The above methods, along with those proposed in EP2979424, may be used to identify attacks, but their effectiveness is only as good as the attack graphs (sequences of techniques) upon which they are based. The present technique seeks to improve on this.

The present technique proposes an automated cyber-defence system that makes use of the knowledge of (predicted) attack paths to systematically detect and correlate the steps in a particular order that may eventually lead to a serious security breach. An example attack path for detecting data exfiltration attack is shown in Figure 2A. The attack steps or techniques to be detected by the cyber-defence system are specified in the following (chronological) order:

A1 . Drive-by Compromise: The attacker is trying to gain access to a system by misleading a user to a malicious website over the normal course of browsing.

A2. Signed Script Proxy Execution: The attacker is trying to avoid being detected by using scripts signed with trusted certificates to proxy execution of malicious files.

A3. Registry Run Keys/ Startup Folder: The attacker is trying to maintain their foothold by adding a program to a startup folder or referencing it with a Registry run key.

A4. Data Exfiltration: The attacker is trying to steal or exfiltrate data such as sensitive documents through the use of automated processing.

Conventionally, such an attack path is manually specified/defined by a cyber-defence expert based on known TTP (Tactics, Techniques and Procedures) combined with the expert’s experience and intimate knowledge of the network in question. However, in practice the attacker may also employ different techniques for some or any of the steps to achieve the same final objective, that is, to steal sensitive information. The chosen attack paths depend on the attackers’ own resources and capabilities as well as the set of conditions of the victim network (e.g. size and configuration of the network, who is using the network, who is the network admin, etc.). For example, instead of using “Drive-by Compromise” technique the attacker may send phishing emails to specific individuals who have access to the network. Instead of using “Signed Script Proxy Execution” technique the attacker may attempt to hide artifacts associated with their behaviours.

Figure 2B shows an example of such alternative attack path that may still lead to data exfiltration:

B1 . Phishing: The attacker masquerades as a trusted entity, and elicits the opening of an email or other message, thereby gaining access to a system

B2. Hide artifacts: The attacker is trying to avoid being detected by hiding a malicious file as a “hidden file” within the Operating System for subsequent execution.

◆ **DIRECTIVES**
A – From the attack-path passage, repeat everything from "A3. Registry Run" down to "of automated processing.".
B – For each statement below, say yes or no depending on whether it agrees with the attack-path passage, and quote the words from the passage that decide it. (i) In the path of Figure 2A, Registry Run Keys/Startup Folder is a step that comes before Data Exfiltration. (ii) Conventionally, attack paths are generated automatically, without a cyber-defence expert. (iii) In place of the Drive-by Compromise technique, an attacker may send phishing emails.

◆ **STORED DATA**

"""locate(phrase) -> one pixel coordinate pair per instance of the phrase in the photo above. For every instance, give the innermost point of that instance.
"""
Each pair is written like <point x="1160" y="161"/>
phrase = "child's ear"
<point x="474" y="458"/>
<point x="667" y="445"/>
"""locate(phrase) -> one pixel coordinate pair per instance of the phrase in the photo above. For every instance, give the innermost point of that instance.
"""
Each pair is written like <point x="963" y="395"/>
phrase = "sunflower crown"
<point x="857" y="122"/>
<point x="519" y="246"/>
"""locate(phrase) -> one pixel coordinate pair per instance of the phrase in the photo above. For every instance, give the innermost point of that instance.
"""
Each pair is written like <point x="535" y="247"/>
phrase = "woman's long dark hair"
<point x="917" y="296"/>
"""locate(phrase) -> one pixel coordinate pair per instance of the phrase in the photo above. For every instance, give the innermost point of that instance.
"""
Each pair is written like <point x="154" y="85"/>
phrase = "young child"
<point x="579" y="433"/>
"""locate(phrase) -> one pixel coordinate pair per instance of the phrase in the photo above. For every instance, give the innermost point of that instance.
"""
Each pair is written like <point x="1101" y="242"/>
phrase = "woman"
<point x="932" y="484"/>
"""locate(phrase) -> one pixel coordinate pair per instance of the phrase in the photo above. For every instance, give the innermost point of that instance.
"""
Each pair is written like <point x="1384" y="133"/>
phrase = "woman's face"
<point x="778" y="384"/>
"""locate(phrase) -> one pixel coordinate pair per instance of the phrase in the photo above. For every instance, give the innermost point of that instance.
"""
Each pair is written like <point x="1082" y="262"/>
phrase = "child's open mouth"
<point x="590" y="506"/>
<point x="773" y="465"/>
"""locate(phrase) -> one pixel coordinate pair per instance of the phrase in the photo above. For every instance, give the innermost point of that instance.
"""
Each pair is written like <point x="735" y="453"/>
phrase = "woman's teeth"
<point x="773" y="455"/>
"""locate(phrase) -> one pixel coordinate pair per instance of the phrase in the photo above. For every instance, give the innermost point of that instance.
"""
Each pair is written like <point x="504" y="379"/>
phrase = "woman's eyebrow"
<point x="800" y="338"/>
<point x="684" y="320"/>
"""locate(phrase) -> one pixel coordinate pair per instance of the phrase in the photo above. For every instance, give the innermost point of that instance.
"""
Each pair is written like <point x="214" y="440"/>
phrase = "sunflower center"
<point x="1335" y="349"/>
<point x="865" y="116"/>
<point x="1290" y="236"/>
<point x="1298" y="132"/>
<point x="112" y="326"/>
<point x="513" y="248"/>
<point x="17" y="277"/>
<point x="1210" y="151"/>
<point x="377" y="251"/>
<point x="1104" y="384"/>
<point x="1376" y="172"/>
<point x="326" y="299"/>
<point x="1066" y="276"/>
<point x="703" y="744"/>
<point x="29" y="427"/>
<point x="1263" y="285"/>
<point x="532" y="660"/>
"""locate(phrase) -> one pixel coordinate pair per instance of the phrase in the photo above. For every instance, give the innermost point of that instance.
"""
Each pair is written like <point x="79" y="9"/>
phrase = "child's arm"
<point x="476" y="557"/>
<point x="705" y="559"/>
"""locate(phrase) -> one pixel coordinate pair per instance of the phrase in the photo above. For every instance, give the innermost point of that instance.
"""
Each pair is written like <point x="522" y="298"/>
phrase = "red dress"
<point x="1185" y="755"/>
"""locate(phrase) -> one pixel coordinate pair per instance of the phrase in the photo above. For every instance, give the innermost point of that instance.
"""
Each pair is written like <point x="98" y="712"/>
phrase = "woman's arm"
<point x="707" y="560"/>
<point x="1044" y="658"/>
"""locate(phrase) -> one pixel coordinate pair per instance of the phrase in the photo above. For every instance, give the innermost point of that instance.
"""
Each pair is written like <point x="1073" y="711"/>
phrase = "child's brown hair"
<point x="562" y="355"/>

◆ **ANSWERS TO THE TASKS**
A –
A3. Registry Run Keys/ Startup Folder: The attacker is trying to maintain their foothold by adding a program to a startup folder or referencing it with a Registry run key.

A4. Data Exfiltration: The attacker is trying to steal or exfiltrate data such as sensitive documents through the use of automated processing.

B –
(i) Yes: "specified in the following (chronological) order" lists "A3. Registry Run Keys/ Startup Folder" before "A4. Data Exfiltration".
(ii) No: "Conventionally, such an attack path is manually specified/defined by a cyber-defence expert".
(iii) Yes: "instead of using “Drive-by Compromise” technique the attacker may send phishing emails to specific individuals who have access to the network".